- **TÂCHE À FAIRE**: Dans l'extrait sur le mémorial de la Shoah, recopiez mot pour mot tout ce qui va de « Ce passage du » jusqu'à « du Dieu Tout-Puissant. ».

- **EXTRAIT FOURNI**:
----
Ce passage du Livre du prophète Isaïe offre les deux simples mots qui expriment solennellement la signification profonde de ce lieu vénéré : ‘yad ’ – « mémorial » ; ‘shem’ – « nom ». Je suis venu pour me tenir en silence devant ce monument, érigé pour honorer la mémoire des millions de Juifs tués dans l’horrible tragédie de la Shoah. Ils ont perdu leurs vies mais ils ne perdront jamais leurs noms : ceux-ci sont profondément gravés dans les cœurs de ceux qui les aiment, de leurs compagnons de détention qui ont survécu et de tous ceux qui sont déterminés à ne plus jamais permettre qu’une telle atrocité déshonore à nouveau l’humanité. Plus que tout, leurs noms sont à jamais inscrits dans la mémoire du Dieu Tout-Puissant.
----
- **DONNÉES BRUTES**:
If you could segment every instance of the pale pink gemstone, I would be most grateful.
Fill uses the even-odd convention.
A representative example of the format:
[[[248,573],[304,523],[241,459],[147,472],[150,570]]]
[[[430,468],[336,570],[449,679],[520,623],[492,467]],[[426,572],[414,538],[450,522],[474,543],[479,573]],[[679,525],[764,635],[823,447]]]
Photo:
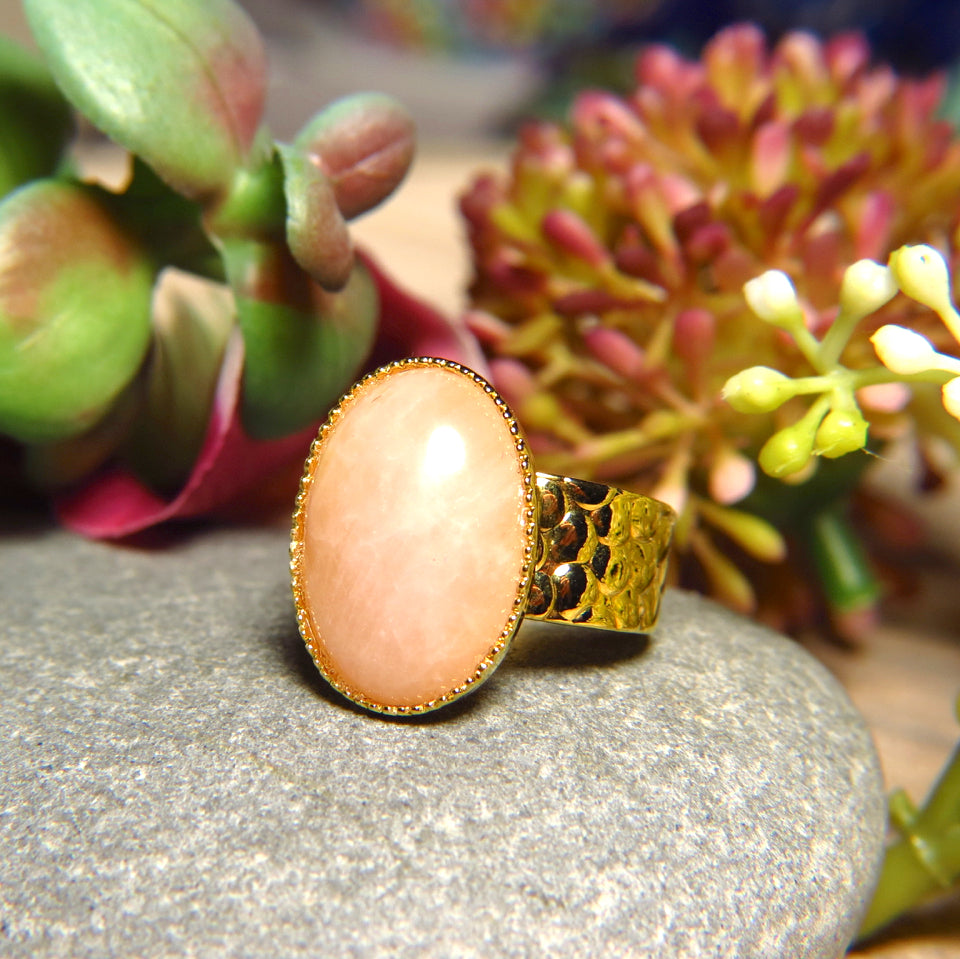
----
- **RÉPONSE FINALE**:
Ce passage du Livre du prophète Isaïe offre les deux simples mots qui expriment solennellement la signification profonde de ce lieu vénéré : ‘yad ’ – « mémorial » ; ‘shem’ – « nom ». Je suis venu pour me tenir en silence devant ce monument, érigé pour honorer la mémoire des millions de Juifs tués dans l’horrible tragédie de la Shoah. Ils ont perdu leurs vies mais ils ne perdront jamais leurs noms : ceux-ci sont profondément gravés dans les cœurs de ceux qui les aiment, de leurs compagnons de détention qui ont survécu et de tous ceux qui sont déterminés à ne plus jamais permettre qu’une telle atrocité déshonore à nouveau l’humanité. Plus que tout, leurs noms sont à jamais inscrits dans la mémoire du Dieu Tout-Puissant.